Stored data -

_____

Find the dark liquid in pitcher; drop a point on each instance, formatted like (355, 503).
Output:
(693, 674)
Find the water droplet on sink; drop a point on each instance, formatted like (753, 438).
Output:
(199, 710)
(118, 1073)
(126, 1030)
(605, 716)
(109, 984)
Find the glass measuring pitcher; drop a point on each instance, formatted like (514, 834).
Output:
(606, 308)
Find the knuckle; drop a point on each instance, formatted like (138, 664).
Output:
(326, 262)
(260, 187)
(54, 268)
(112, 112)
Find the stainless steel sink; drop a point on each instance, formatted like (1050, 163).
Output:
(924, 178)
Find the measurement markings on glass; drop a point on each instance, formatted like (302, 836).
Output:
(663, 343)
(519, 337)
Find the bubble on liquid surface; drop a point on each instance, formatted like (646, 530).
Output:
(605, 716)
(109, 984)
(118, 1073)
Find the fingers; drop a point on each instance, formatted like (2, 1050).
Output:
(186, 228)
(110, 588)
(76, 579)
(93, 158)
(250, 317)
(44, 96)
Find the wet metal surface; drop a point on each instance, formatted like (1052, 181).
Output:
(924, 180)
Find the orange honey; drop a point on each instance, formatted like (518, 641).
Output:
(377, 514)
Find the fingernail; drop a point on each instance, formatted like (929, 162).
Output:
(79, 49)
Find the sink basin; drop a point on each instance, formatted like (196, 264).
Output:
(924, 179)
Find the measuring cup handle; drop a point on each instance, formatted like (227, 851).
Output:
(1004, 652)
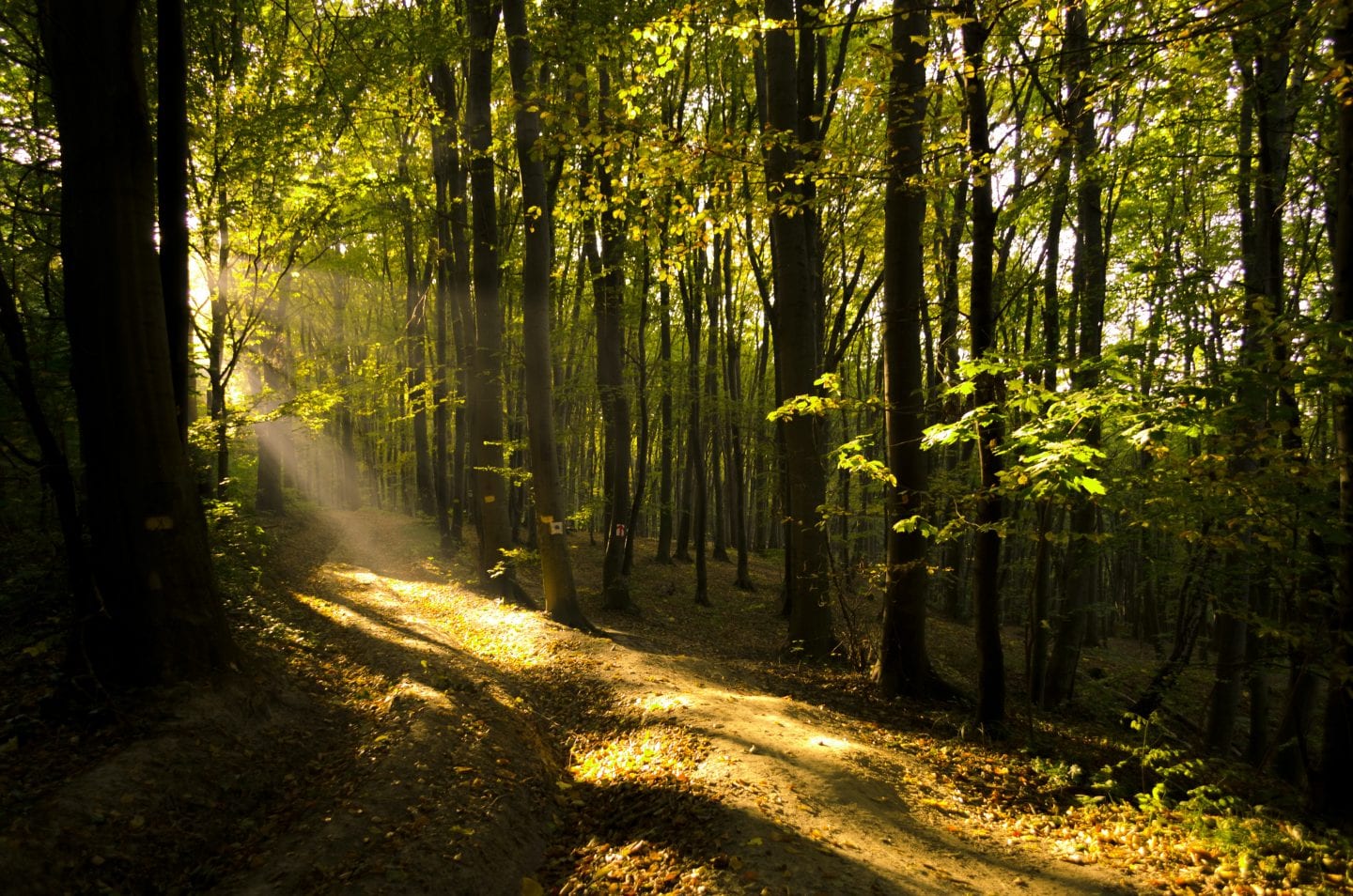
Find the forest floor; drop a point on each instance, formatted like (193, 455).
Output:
(393, 730)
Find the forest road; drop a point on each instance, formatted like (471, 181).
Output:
(507, 752)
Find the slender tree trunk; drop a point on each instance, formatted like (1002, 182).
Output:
(797, 328)
(642, 460)
(556, 568)
(490, 487)
(695, 439)
(987, 543)
(443, 147)
(1091, 282)
(903, 662)
(664, 448)
(735, 430)
(217, 350)
(415, 355)
(273, 440)
(172, 175)
(1336, 769)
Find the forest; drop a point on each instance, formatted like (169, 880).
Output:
(978, 370)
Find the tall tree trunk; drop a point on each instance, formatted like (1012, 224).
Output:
(443, 147)
(490, 485)
(732, 327)
(903, 660)
(987, 542)
(273, 439)
(713, 291)
(797, 328)
(556, 568)
(642, 460)
(53, 466)
(217, 350)
(695, 436)
(157, 614)
(664, 445)
(608, 279)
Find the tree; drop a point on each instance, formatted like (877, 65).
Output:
(903, 660)
(490, 485)
(537, 217)
(796, 319)
(1337, 791)
(157, 613)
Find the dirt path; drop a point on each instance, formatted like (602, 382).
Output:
(394, 731)
(780, 795)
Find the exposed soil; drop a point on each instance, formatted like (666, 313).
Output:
(393, 730)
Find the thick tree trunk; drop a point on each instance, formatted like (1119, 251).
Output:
(172, 177)
(556, 568)
(1091, 285)
(157, 613)
(797, 328)
(903, 660)
(1336, 769)
(987, 542)
(53, 466)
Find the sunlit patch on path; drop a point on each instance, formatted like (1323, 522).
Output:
(674, 773)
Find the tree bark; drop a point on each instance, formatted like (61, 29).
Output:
(797, 331)
(156, 613)
(172, 175)
(903, 665)
(555, 566)
(488, 451)
(1336, 770)
(987, 543)
(1091, 285)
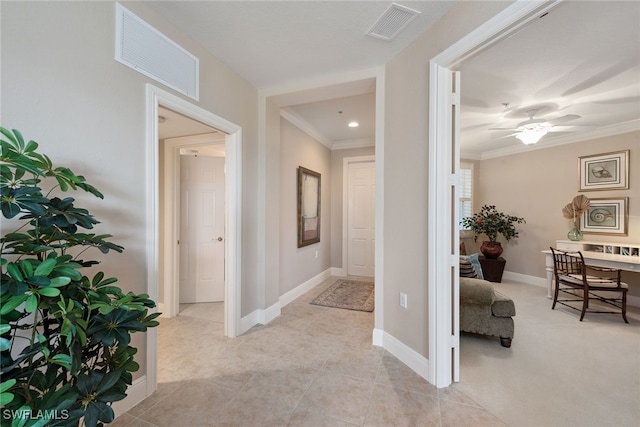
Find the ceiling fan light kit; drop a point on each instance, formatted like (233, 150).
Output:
(531, 136)
(531, 132)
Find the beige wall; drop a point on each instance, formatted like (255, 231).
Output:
(537, 184)
(62, 87)
(297, 265)
(406, 154)
(337, 160)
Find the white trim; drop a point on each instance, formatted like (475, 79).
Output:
(353, 143)
(439, 223)
(503, 24)
(379, 155)
(378, 337)
(338, 271)
(301, 289)
(233, 250)
(295, 119)
(414, 360)
(259, 317)
(136, 393)
(345, 204)
(171, 225)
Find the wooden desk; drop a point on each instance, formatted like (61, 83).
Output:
(492, 269)
(629, 262)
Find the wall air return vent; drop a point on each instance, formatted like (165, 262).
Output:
(392, 21)
(148, 51)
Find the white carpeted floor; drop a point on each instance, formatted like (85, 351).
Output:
(559, 371)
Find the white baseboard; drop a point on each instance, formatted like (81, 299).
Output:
(301, 289)
(632, 300)
(162, 310)
(136, 393)
(418, 363)
(338, 271)
(264, 316)
(378, 337)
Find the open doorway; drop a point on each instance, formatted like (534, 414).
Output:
(444, 161)
(192, 200)
(162, 235)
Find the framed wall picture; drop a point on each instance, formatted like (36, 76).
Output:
(308, 207)
(606, 216)
(608, 171)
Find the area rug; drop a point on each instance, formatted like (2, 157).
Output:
(348, 294)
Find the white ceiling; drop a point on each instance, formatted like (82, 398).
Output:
(583, 58)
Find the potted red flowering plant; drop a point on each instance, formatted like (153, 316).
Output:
(490, 222)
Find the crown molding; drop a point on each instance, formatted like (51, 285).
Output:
(304, 126)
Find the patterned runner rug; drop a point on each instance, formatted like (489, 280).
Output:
(348, 294)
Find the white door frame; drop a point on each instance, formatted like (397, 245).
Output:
(233, 152)
(170, 253)
(442, 254)
(345, 205)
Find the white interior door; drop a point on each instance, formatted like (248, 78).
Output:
(202, 229)
(361, 219)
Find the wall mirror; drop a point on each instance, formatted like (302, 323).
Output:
(308, 207)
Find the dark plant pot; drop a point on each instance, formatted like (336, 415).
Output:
(491, 250)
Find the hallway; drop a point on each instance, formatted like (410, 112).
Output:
(312, 366)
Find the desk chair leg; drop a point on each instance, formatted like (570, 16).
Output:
(585, 303)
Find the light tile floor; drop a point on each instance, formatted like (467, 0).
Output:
(311, 366)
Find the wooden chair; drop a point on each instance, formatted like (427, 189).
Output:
(578, 282)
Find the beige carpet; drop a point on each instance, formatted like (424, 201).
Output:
(348, 294)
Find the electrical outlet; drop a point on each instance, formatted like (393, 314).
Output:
(403, 300)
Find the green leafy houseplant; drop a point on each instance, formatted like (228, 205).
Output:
(64, 337)
(490, 222)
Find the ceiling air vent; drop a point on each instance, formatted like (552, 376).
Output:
(392, 21)
(148, 51)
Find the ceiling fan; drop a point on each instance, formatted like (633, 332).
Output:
(530, 131)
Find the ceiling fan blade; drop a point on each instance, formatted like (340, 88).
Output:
(564, 119)
(571, 128)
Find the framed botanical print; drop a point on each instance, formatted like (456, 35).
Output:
(608, 171)
(606, 216)
(308, 207)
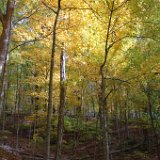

_____

Work task - Count, in the records above, the lines that contain the word "trunk"; the answer is that number alone.

Response box - 3